Text segment Block Start

Their prisons were their homes, places they stayed, sitting still on dirty floors—for days, months, years at a time. Their prisons did not include occasional running, the ability to jump from a wheelchair and catch a football. Their prisons did not take away their outdoor adventures, forcing them into air-conditioned homes with TVs, games, and books. They had no books. They had no TVs. They had no air-conditioning, despite cruel, hot summers, no electricity, no light.
When each of the ten people finished telling their stories, Garrett and his parents, the only people from the group who asked to visit each home, each prison, bounced in the back of the old, metal truck as it crawled along dirt roads and into the villages where these people lived. One by one, they visited each home as the setting sun chased behind with fiery reds and magnificent orange. Its persistent push limited their visits to just a few minutes each, but it was long enough to see firsthand poverty that Garrett had only e
ver seen from a distance.
He had once witnessed the slums of Nairobi, consisting of cardboard homes with aluminum roofs, from a highway in Kenya. He had danced with the Hadza tribe—the poorest people he had ever met—admiring their content spirits, appreciating their genuine smiles inspired by living from the land. He had watched the children teeter-totter on tree branches, play in the dirt as though it was sand in a sandbox. He remembered how they only showered when it rained and only ate after a successful hunt.

Text segment Block End
Data for analysis Block Start

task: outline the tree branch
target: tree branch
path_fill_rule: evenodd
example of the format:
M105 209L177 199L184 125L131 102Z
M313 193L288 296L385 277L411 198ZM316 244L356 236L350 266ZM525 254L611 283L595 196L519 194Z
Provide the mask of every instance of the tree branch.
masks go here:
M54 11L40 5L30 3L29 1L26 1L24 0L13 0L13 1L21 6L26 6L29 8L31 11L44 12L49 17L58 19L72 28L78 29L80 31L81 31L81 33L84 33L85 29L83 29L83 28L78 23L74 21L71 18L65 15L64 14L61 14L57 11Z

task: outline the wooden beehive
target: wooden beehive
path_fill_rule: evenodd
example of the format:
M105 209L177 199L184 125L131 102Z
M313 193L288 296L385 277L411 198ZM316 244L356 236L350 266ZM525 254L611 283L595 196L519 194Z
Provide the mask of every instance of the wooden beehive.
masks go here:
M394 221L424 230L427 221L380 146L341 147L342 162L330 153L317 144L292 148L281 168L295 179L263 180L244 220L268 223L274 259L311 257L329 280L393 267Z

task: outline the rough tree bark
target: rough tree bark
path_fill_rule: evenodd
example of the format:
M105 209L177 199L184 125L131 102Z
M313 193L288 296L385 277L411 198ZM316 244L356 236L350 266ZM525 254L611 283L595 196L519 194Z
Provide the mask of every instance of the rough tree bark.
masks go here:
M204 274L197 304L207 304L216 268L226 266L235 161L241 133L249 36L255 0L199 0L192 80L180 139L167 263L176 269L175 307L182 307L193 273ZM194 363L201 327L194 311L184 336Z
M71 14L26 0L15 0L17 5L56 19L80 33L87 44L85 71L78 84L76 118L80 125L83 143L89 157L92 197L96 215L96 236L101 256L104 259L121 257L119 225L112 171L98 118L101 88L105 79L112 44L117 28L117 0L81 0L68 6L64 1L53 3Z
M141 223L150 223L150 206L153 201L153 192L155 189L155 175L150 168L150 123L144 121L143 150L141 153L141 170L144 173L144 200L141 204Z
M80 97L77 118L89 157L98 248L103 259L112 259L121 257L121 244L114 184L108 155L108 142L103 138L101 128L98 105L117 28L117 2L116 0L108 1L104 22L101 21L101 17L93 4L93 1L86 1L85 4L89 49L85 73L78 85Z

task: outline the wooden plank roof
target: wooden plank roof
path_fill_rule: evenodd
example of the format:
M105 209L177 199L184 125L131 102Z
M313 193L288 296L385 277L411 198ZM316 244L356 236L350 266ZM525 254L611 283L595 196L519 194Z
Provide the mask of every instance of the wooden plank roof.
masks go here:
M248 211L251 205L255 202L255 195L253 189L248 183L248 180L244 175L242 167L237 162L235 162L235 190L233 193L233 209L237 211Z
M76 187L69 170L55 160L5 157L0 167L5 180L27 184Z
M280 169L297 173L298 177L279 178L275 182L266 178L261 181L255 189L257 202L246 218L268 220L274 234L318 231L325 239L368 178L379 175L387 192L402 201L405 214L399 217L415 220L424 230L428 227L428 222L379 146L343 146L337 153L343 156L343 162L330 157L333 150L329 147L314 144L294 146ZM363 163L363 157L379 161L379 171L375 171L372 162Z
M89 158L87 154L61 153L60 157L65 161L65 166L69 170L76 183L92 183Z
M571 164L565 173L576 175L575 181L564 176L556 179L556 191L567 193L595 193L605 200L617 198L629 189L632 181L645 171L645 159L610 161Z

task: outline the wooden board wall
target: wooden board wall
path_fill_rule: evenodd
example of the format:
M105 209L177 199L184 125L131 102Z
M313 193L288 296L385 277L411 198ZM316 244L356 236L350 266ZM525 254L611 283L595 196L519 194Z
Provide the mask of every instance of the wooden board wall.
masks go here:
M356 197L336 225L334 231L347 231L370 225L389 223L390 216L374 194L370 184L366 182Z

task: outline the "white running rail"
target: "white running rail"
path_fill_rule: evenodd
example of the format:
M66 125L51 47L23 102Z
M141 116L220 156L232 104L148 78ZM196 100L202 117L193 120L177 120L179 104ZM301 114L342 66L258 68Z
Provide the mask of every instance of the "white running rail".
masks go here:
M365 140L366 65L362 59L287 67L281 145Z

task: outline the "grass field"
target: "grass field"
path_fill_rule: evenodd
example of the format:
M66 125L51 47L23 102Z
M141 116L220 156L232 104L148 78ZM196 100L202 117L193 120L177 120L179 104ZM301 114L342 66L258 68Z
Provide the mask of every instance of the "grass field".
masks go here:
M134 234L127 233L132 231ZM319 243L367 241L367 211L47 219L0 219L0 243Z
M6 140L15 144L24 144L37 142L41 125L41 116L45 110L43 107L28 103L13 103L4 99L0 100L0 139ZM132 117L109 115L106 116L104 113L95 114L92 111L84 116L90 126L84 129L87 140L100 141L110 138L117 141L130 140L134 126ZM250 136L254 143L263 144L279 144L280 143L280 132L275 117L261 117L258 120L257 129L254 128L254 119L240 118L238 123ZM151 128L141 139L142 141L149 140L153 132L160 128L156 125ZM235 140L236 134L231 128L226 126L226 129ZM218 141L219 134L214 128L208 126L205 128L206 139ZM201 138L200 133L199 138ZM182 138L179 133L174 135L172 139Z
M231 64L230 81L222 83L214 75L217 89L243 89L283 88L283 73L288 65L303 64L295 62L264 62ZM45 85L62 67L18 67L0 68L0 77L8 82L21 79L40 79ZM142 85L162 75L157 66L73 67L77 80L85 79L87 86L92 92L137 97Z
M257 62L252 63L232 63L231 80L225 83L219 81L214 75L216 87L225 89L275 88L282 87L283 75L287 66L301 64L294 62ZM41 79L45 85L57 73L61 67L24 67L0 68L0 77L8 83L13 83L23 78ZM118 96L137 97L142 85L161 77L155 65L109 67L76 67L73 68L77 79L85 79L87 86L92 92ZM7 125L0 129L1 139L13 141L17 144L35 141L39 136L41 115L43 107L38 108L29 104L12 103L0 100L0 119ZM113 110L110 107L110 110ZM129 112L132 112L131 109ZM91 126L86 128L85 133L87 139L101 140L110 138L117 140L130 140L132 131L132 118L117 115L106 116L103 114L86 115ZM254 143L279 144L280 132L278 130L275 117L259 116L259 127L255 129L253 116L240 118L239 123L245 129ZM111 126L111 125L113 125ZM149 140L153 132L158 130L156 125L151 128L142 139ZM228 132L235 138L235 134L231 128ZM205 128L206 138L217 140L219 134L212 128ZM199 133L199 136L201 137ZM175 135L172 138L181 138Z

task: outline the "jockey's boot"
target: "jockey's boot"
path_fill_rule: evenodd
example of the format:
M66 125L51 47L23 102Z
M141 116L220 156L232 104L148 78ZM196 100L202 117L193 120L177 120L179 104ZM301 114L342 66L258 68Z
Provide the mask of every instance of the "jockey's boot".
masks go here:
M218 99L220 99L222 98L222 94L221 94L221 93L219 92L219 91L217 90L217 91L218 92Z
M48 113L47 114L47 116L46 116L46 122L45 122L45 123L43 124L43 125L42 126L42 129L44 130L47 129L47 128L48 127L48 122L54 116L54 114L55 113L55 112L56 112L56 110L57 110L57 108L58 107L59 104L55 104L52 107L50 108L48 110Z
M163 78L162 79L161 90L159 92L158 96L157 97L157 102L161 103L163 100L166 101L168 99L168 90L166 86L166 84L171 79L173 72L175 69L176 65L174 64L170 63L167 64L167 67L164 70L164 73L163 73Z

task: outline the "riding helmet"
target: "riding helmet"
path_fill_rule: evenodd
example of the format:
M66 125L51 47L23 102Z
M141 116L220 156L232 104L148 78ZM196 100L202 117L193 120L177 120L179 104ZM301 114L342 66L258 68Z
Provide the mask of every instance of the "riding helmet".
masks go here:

Data for analysis Block End

▸ **What this exercise asks**
A: In the passage about Garrett's visits to the prison-like homes, which things does it say the people there had none of? List every one.
B: Could you reproduce the passage about Garrett's visits word for word, starting with "When each of" and going on through "from a distance."?

▸ **Answers by item**
A:
- books
- TVs
- air-conditioning
- electricity
- light

B:
When each of the ten people finished telling their stories, Garrett and his parents, the only people from the group who asked to visit each home, each prison, bounced in the back of the old, metal truck as it crawled along dirt roads and into the villages where these people lived. One by one, they visited each home as the setting sun chased behind with fiery reds and magnificent orange. Its persistent push limited their visits to just a few minutes each, but it was long enough to see firsthand poverty that Garrett had only e
ver seen from a distance.